Records supplied
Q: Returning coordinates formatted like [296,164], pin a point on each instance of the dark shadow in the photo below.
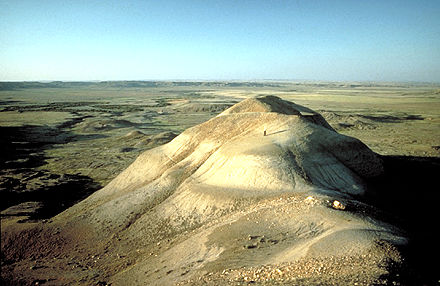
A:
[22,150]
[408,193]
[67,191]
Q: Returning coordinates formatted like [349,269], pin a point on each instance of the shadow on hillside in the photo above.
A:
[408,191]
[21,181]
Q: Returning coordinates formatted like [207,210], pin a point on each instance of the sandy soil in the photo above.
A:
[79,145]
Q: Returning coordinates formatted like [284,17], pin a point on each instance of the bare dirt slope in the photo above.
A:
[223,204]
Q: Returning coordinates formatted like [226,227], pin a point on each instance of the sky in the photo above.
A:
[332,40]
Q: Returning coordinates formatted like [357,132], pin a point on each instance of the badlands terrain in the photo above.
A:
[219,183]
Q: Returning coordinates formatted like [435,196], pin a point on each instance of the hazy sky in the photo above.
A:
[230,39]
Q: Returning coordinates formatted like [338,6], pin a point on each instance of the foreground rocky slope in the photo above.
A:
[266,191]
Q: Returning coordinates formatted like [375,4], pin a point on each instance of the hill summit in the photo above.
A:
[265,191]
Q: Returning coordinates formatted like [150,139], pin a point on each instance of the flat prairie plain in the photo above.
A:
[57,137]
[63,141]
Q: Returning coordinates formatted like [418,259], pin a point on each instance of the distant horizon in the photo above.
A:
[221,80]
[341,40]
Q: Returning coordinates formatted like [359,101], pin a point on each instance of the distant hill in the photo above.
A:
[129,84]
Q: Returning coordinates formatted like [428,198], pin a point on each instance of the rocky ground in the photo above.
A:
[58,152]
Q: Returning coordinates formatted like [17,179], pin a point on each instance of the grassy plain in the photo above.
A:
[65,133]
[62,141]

==

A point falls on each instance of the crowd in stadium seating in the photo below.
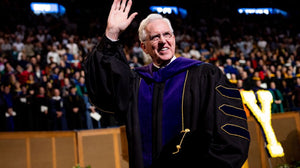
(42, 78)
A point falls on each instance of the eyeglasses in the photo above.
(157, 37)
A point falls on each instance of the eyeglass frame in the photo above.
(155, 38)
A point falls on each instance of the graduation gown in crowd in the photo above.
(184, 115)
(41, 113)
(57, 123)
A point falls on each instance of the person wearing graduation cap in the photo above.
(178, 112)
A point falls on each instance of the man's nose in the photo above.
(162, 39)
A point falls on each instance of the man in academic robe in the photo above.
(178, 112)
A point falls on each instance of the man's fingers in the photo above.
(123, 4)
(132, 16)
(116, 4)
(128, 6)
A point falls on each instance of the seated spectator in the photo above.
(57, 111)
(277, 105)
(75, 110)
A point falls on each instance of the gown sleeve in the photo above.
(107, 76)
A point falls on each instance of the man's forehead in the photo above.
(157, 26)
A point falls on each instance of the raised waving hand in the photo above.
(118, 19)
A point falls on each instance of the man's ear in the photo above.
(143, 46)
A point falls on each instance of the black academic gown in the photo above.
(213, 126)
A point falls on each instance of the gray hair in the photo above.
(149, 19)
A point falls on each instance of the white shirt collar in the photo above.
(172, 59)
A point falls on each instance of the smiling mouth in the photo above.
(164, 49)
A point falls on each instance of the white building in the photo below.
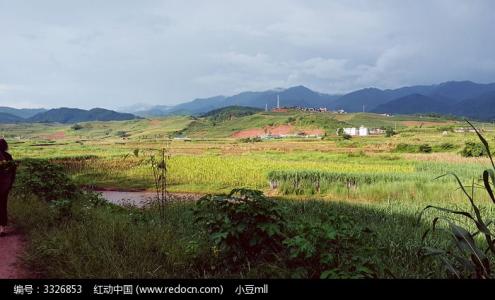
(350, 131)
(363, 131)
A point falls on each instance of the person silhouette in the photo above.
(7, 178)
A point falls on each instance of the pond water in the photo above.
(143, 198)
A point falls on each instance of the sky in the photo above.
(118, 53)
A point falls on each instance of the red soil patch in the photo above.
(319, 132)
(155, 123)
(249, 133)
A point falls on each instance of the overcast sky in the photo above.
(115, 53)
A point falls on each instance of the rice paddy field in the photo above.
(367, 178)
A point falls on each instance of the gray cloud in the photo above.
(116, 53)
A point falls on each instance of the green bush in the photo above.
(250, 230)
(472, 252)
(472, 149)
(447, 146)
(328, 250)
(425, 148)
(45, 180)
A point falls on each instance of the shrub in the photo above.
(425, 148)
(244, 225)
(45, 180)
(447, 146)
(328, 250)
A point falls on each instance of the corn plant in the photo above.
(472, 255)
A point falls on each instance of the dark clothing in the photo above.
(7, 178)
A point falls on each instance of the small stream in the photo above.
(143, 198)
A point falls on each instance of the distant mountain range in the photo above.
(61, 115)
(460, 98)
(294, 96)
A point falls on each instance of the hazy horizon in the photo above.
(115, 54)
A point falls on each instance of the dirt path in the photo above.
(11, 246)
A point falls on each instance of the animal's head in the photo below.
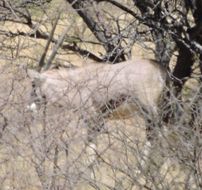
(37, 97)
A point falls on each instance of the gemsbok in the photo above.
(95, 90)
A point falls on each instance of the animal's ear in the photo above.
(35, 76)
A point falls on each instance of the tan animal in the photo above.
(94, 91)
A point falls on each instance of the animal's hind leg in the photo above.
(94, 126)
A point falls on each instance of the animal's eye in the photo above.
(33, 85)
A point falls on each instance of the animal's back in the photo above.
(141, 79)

---

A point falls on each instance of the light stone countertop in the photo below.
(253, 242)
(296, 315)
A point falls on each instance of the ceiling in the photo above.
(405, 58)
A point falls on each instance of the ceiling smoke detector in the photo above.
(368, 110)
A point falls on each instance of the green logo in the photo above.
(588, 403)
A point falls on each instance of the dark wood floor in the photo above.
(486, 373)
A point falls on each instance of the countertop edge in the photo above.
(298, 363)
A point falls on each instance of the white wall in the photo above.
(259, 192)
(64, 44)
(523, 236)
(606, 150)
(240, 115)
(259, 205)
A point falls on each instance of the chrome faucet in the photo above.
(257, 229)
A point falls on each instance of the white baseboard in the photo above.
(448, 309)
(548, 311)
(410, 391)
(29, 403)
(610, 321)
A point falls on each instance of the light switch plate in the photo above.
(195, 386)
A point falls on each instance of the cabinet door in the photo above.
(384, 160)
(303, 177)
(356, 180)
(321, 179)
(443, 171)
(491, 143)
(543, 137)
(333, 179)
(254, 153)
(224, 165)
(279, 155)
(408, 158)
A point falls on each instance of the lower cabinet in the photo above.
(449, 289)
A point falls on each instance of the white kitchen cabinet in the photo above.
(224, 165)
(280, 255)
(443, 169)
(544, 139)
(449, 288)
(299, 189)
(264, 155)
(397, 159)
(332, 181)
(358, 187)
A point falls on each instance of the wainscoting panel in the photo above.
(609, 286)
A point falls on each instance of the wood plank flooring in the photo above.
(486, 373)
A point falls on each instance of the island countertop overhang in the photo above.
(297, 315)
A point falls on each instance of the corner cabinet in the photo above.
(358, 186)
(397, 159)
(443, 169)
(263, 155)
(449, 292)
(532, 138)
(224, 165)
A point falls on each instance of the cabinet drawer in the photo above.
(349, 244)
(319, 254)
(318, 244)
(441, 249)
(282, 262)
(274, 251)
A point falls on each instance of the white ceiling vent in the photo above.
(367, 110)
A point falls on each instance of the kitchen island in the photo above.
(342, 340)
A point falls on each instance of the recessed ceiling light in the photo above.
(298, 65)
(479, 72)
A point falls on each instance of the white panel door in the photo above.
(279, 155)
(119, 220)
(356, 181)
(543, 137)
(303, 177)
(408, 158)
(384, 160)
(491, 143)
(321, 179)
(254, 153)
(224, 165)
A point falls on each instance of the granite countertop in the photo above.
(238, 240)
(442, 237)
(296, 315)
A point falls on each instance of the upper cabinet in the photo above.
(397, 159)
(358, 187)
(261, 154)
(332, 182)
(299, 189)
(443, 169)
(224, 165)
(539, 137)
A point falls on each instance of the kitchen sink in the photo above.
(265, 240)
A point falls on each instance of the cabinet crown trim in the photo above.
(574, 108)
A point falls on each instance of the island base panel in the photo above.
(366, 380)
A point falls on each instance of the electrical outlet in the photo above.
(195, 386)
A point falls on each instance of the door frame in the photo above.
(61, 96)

How to complete this task
Extract every line containing the string "rocky" from the material.

Task output
Q: Returning coordinates formatted like [338,6], pin a point on each instance of the foreground rocky slope in the photo above.
Q: Returning coordinates formatted like [428,198], pin a point on each instance of the rocky ground in the photo above.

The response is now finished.